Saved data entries
▬▬▬▬▬▬
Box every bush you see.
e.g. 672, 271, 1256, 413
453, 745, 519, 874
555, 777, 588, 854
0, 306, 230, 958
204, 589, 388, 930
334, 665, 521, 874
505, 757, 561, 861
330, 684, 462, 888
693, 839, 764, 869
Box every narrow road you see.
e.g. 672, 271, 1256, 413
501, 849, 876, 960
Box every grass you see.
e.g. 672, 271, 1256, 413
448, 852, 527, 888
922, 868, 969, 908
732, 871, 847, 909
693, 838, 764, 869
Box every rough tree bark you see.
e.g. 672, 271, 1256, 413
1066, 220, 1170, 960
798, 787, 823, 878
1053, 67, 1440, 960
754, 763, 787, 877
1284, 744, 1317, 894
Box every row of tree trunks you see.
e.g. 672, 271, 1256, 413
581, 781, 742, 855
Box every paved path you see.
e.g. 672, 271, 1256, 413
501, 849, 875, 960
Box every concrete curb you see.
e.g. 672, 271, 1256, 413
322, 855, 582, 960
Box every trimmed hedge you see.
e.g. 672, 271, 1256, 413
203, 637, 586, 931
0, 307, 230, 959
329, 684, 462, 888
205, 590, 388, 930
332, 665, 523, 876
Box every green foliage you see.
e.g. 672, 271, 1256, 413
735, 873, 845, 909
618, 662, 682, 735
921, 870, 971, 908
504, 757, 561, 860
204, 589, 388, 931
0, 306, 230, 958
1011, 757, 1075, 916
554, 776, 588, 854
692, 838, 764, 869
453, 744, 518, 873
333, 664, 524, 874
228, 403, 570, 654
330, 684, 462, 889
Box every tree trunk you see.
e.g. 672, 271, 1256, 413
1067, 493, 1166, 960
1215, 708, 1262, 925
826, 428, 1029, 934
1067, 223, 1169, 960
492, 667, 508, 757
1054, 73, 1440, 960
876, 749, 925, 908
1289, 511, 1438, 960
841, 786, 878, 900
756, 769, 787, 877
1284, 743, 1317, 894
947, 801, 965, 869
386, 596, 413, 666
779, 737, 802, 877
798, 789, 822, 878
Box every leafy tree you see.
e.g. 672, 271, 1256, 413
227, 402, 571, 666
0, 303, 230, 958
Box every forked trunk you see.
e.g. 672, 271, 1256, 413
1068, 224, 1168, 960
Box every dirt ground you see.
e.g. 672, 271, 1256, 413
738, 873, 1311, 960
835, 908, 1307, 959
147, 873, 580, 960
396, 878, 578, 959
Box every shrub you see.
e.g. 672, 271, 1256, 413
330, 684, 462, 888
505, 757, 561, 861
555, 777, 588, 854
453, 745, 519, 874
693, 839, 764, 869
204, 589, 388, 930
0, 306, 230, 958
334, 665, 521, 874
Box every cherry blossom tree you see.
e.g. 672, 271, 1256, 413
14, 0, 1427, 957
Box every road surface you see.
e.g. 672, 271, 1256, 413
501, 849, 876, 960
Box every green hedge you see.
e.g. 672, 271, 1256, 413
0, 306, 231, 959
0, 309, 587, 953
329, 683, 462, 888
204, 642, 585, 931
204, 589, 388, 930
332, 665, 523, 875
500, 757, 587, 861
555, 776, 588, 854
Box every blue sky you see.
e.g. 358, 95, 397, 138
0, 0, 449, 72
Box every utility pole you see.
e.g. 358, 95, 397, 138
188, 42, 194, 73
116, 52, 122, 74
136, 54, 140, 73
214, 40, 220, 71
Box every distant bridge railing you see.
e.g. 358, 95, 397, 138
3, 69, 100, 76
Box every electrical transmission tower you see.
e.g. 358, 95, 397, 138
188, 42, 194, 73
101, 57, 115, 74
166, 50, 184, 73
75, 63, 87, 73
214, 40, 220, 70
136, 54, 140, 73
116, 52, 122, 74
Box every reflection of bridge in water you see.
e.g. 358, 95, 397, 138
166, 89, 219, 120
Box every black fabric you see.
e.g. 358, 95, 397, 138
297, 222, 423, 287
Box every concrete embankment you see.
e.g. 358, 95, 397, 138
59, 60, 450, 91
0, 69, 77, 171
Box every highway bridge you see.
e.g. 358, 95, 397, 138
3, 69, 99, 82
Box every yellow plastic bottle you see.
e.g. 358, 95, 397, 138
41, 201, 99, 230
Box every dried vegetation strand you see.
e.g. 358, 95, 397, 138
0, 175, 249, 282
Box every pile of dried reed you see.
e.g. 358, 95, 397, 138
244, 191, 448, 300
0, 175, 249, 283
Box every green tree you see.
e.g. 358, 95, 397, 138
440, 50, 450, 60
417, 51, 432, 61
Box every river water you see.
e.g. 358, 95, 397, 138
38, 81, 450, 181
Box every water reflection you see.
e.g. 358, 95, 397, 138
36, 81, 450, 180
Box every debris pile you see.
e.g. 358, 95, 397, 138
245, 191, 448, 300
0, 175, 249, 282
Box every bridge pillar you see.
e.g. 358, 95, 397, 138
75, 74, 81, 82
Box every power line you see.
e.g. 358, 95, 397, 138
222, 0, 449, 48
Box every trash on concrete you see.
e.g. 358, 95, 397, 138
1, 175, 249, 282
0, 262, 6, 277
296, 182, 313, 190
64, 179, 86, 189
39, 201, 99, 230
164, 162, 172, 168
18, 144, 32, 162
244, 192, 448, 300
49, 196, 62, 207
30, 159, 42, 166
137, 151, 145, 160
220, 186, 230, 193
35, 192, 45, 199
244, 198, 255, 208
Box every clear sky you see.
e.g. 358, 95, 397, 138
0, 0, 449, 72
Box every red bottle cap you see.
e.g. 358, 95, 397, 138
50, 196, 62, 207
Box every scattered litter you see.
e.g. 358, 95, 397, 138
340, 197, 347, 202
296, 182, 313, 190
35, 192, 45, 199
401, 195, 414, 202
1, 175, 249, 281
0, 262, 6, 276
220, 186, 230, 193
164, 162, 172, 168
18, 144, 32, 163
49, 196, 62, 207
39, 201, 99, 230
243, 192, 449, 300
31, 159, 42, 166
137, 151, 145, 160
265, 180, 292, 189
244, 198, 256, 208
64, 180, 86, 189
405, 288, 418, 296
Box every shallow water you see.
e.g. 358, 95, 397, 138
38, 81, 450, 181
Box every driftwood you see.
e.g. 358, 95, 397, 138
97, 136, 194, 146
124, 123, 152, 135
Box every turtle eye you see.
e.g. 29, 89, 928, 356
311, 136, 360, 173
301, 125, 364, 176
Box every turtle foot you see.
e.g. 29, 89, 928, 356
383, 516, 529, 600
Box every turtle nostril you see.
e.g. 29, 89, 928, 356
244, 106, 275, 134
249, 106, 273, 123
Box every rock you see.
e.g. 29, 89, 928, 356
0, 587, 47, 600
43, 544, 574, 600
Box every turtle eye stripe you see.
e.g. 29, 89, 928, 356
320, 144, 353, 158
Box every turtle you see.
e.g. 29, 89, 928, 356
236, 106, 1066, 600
▬▬▬▬▬▬
Nothing but a number is expected here: how many lines above include the string "green".

Task result:
3